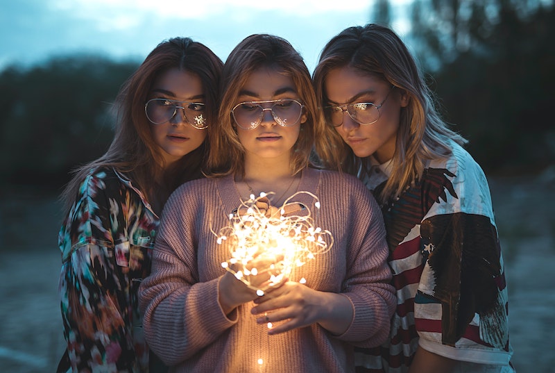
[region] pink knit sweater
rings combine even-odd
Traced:
[[[334,335],[315,324],[268,335],[250,314],[252,303],[224,314],[217,283],[230,248],[216,243],[211,229],[229,224],[241,196],[232,176],[196,180],[168,200],[152,273],[140,288],[147,341],[172,372],[354,372],[354,347],[377,346],[387,338],[395,298],[382,213],[373,197],[354,177],[314,169],[303,171],[298,190],[318,196],[316,224],[332,232],[334,243],[289,278],[304,277],[307,286],[347,297],[354,310],[348,329]],[[316,210],[306,194],[295,201]]]

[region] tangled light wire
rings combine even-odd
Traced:
[[[279,208],[269,206],[260,209],[257,203],[270,193],[260,193],[241,201],[239,208],[230,214],[230,224],[216,233],[217,242],[228,240],[231,258],[221,263],[250,288],[263,295],[265,290],[289,277],[293,268],[303,265],[315,256],[329,251],[334,243],[331,232],[315,226],[310,210],[303,206],[306,215],[288,214],[298,202],[291,202],[296,196],[306,194],[314,199],[316,208],[320,201],[314,194],[297,192]],[[261,278],[257,277],[260,276]],[[266,281],[267,280],[267,281]],[[301,279],[304,282],[304,279]]]

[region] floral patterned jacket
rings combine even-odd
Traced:
[[[158,224],[114,169],[93,169],[83,181],[58,238],[67,350],[58,372],[148,372],[137,290],[151,272]]]

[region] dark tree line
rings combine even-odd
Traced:
[[[391,24],[387,0],[373,10],[371,22]],[[415,0],[411,14],[407,42],[486,172],[554,164],[553,1]],[[72,167],[101,155],[114,99],[138,65],[73,56],[0,72],[0,188],[59,188]]]
[[[0,74],[0,186],[59,188],[68,172],[104,153],[112,104],[138,66],[94,56],[54,58]]]

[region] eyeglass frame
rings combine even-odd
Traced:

════════════════

Objectif –
Reproduisez le passage allant de la ligne contenant « [region] floral patterned jacket » jusqu'à la fin des enregistrements, en renommant « dark tree line » en « dark treeline ». Tout le reste doit demeurer inchangé.

Réponse correcte –
[region] floral patterned jacket
rings combine even-odd
Traced:
[[[158,224],[114,169],[93,169],[83,181],[58,238],[67,350],[58,372],[148,372],[137,290],[151,272]]]

[region] dark treeline
rings combine even-odd
Traced:
[[[391,24],[387,0],[373,10],[371,22]],[[415,0],[411,14],[407,42],[486,172],[554,164],[553,1]],[[72,167],[101,155],[114,99],[138,65],[73,56],[0,72],[0,188],[59,188]]]
[[[0,74],[0,186],[59,188],[68,172],[104,153],[112,104],[138,66],[94,56],[54,58]]]

[region] eyeglass frame
rings combine even-odd
Traced:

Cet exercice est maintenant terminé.